§ **WRITTEN INSTRUCTION**
Retype the data word for word, from the line that contains "If you could point to the gravel" through the end of the data. Leave out the pictures.
╭─ PROVIDED MATERIAL
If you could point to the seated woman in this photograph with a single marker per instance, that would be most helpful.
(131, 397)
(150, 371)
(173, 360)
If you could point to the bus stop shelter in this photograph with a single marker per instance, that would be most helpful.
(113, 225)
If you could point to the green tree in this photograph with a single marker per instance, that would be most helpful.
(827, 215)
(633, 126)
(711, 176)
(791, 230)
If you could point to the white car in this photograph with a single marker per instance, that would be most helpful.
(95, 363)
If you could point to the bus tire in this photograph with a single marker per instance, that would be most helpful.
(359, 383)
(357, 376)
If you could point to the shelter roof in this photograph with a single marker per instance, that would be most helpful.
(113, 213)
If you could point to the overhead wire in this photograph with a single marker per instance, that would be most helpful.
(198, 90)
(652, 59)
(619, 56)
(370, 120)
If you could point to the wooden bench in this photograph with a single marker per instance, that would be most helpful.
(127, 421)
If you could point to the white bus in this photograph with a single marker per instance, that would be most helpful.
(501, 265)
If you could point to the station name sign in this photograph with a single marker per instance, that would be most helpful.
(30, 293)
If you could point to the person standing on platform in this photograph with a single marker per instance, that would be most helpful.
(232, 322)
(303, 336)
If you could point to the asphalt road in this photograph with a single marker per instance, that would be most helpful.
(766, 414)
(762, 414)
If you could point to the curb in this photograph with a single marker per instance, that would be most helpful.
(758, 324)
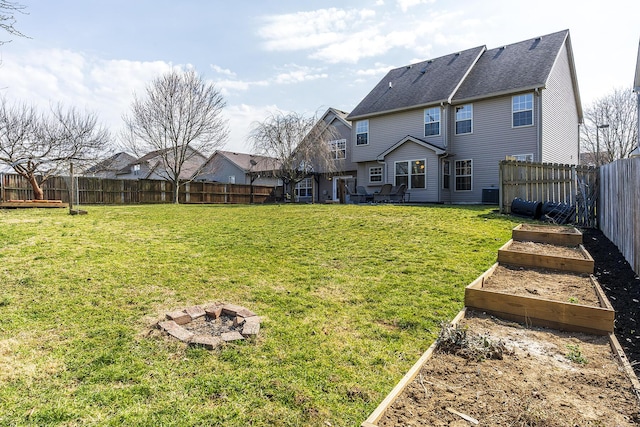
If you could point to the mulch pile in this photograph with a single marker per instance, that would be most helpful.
(622, 287)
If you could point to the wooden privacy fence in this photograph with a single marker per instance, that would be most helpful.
(93, 191)
(620, 207)
(551, 182)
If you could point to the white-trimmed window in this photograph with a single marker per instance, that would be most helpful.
(362, 132)
(432, 121)
(338, 149)
(523, 157)
(464, 175)
(412, 173)
(304, 188)
(464, 119)
(375, 174)
(522, 110)
(446, 174)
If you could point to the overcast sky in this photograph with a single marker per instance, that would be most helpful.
(303, 56)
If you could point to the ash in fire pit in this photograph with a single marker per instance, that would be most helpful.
(211, 325)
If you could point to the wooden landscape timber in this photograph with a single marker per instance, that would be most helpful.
(554, 235)
(14, 204)
(531, 310)
(583, 264)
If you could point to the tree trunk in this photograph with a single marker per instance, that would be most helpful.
(38, 194)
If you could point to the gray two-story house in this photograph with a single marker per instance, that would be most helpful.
(326, 186)
(442, 126)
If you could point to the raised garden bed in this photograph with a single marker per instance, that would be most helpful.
(551, 234)
(12, 204)
(542, 298)
(540, 377)
(542, 255)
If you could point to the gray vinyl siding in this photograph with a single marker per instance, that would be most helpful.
(560, 132)
(384, 131)
(412, 151)
(492, 139)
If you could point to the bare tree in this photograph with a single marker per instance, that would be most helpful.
(7, 19)
(610, 130)
(180, 119)
(298, 144)
(39, 146)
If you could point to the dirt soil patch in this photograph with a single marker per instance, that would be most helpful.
(545, 378)
(622, 287)
(546, 249)
(549, 228)
(542, 283)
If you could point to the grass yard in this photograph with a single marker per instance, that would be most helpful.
(350, 295)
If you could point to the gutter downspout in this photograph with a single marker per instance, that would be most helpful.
(539, 124)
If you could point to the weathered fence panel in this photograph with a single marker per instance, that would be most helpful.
(551, 182)
(620, 207)
(93, 191)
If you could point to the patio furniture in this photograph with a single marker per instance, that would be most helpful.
(397, 193)
(383, 194)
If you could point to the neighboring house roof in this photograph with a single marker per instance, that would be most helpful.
(250, 162)
(112, 164)
(471, 74)
(424, 83)
(636, 80)
(152, 162)
(435, 148)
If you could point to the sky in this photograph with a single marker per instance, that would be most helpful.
(283, 55)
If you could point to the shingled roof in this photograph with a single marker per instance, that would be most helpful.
(467, 75)
(516, 67)
(424, 83)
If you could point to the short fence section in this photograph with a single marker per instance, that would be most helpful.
(576, 186)
(98, 191)
(620, 207)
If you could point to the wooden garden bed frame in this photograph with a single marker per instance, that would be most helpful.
(547, 234)
(13, 204)
(532, 310)
(527, 259)
(378, 413)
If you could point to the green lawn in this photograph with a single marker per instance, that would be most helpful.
(350, 295)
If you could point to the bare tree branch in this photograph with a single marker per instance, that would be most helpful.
(38, 146)
(180, 118)
(619, 111)
(7, 19)
(298, 144)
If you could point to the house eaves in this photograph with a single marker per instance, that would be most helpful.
(426, 83)
(438, 150)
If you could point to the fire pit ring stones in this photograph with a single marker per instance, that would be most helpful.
(211, 325)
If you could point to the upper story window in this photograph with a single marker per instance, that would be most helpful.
(464, 119)
(432, 121)
(362, 132)
(338, 149)
(522, 107)
(375, 174)
(446, 174)
(411, 173)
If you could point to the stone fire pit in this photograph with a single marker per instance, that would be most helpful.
(211, 325)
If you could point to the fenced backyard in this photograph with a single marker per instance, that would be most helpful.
(619, 207)
(571, 185)
(99, 191)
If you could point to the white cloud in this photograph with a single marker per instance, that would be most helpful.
(223, 71)
(406, 4)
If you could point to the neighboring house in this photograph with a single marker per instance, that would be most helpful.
(325, 186)
(151, 166)
(240, 168)
(109, 168)
(442, 126)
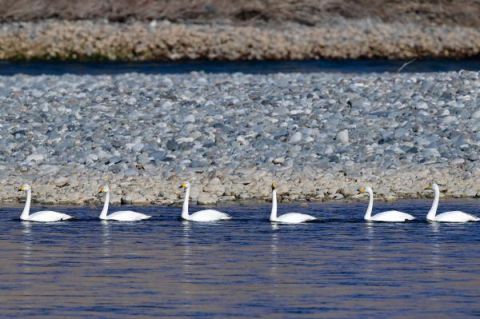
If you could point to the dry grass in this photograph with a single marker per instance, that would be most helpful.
(308, 12)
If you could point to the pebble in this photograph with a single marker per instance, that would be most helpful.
(144, 134)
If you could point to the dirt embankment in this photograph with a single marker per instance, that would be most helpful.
(137, 30)
(306, 12)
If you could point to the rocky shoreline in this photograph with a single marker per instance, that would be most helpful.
(162, 40)
(320, 136)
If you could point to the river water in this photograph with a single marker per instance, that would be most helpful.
(339, 267)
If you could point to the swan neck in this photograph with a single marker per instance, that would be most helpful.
(26, 209)
(433, 210)
(185, 203)
(273, 214)
(103, 214)
(368, 213)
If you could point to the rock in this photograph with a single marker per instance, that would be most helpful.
(295, 138)
(35, 158)
(189, 119)
(342, 136)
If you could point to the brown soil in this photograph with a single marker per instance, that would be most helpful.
(307, 12)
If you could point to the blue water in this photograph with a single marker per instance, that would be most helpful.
(252, 67)
(340, 267)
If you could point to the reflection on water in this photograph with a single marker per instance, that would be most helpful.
(340, 267)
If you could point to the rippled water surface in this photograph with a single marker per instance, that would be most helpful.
(340, 267)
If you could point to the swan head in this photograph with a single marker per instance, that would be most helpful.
(434, 187)
(103, 189)
(365, 189)
(185, 185)
(24, 187)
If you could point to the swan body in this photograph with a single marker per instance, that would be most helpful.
(206, 215)
(41, 216)
(447, 217)
(288, 218)
(121, 216)
(392, 216)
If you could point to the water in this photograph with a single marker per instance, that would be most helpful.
(340, 267)
(252, 67)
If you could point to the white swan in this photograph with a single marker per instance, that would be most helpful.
(207, 215)
(288, 218)
(42, 216)
(447, 217)
(121, 216)
(388, 216)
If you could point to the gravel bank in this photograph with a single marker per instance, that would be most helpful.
(139, 41)
(319, 136)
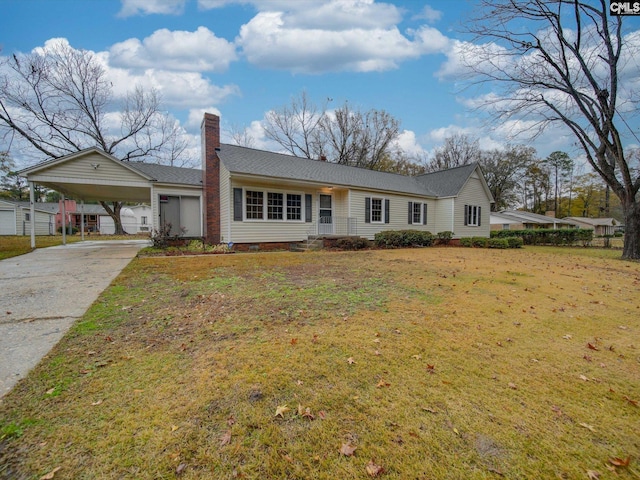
╰─
§ **ANSWER TO THIS TASK**
If you could point to the gravel bank in this photograph with a single marker per instance, that would be most helpful.
(139, 41)
(319, 136)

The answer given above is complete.